======== PASSAGE FOR REVIEW

Finally, I have been on these boards a while and I have seen a lot of people let their partners dictate the rules and cake eat in the hope that by not making any waves their partner will come home eventually. DBing, as I understand it, is not about being a doormat. In nearly all those cases I am describing, the LBS ended up divorcing and nearly always wishing they had stood up for themselves.
It seems to me you are in a good position from what you say your H is saying. I wouldn't, if it were me, give him time to 'cake eat' and leave you in limbo whilst 'he decides'. The furture of your M is a joint decision; you should not be passive in that decision making process. YES, you can change things by yourself by making changes like showing him you do love him.....but you don't have to show him that by agreeing to everything he says. You don't have to wait whilst 'he' decides. You can make boundaries. It's your M too. Don't be a doormat - that is not an attractive thing to be. My doormats get dirty from everyone wiping their feet on them and then they get thrown away and replaced. YOU are more than that. Value yourself.

================

## [WORK REQUEST 1]
List every abbreviation that appears in the advice post above.
## [WORK REQUEST 2]
Reproduce the advice post word for word, starting with "Finally, I have" and going on through "up for themselves.".

======== RECORDED INFORMATION

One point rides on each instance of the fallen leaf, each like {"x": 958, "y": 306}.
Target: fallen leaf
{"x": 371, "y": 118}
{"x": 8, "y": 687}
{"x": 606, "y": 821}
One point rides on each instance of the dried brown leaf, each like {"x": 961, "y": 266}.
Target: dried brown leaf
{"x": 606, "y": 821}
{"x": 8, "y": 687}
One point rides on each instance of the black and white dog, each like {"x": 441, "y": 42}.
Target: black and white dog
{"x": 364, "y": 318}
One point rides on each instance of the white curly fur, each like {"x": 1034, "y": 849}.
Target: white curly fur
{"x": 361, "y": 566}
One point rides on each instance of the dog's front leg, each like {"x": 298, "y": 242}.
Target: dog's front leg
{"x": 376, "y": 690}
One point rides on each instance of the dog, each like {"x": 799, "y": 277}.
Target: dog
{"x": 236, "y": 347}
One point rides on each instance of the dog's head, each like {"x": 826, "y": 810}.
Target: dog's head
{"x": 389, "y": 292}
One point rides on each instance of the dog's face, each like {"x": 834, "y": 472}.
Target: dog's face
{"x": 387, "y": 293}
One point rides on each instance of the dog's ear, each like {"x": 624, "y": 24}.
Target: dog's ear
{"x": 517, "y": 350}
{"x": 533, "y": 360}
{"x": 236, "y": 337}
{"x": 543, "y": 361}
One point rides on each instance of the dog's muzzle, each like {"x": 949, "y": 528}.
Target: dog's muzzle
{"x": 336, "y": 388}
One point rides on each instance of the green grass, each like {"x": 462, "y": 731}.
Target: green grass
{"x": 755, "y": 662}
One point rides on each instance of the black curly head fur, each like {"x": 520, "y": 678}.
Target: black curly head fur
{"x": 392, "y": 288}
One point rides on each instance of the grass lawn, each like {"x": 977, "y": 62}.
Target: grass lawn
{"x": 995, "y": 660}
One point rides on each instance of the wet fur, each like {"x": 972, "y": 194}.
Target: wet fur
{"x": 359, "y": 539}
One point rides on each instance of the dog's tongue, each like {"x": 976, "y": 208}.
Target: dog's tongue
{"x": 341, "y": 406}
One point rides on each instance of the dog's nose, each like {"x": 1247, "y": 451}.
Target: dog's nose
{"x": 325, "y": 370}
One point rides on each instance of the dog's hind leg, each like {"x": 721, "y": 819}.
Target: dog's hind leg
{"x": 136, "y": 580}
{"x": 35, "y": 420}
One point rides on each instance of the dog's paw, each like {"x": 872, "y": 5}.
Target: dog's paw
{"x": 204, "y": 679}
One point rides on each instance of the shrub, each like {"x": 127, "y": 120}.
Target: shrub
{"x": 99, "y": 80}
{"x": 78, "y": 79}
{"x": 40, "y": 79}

================

## [EXERCISE SOLUTION 1]
DBing, LBS, H, M

## [EXERCISE SOLUTION 2]
Finally, I have been on these boards a while and I have seen a lot of people let their partners dictate the rules and cake eat in the hope that by not making any waves their partner will come home eventually. DBing, as I understand it, is not about being a doormat. In nearly all those cases I am describing, the LBS ended up divorcing and nearly always wishing they had stood up for themselves.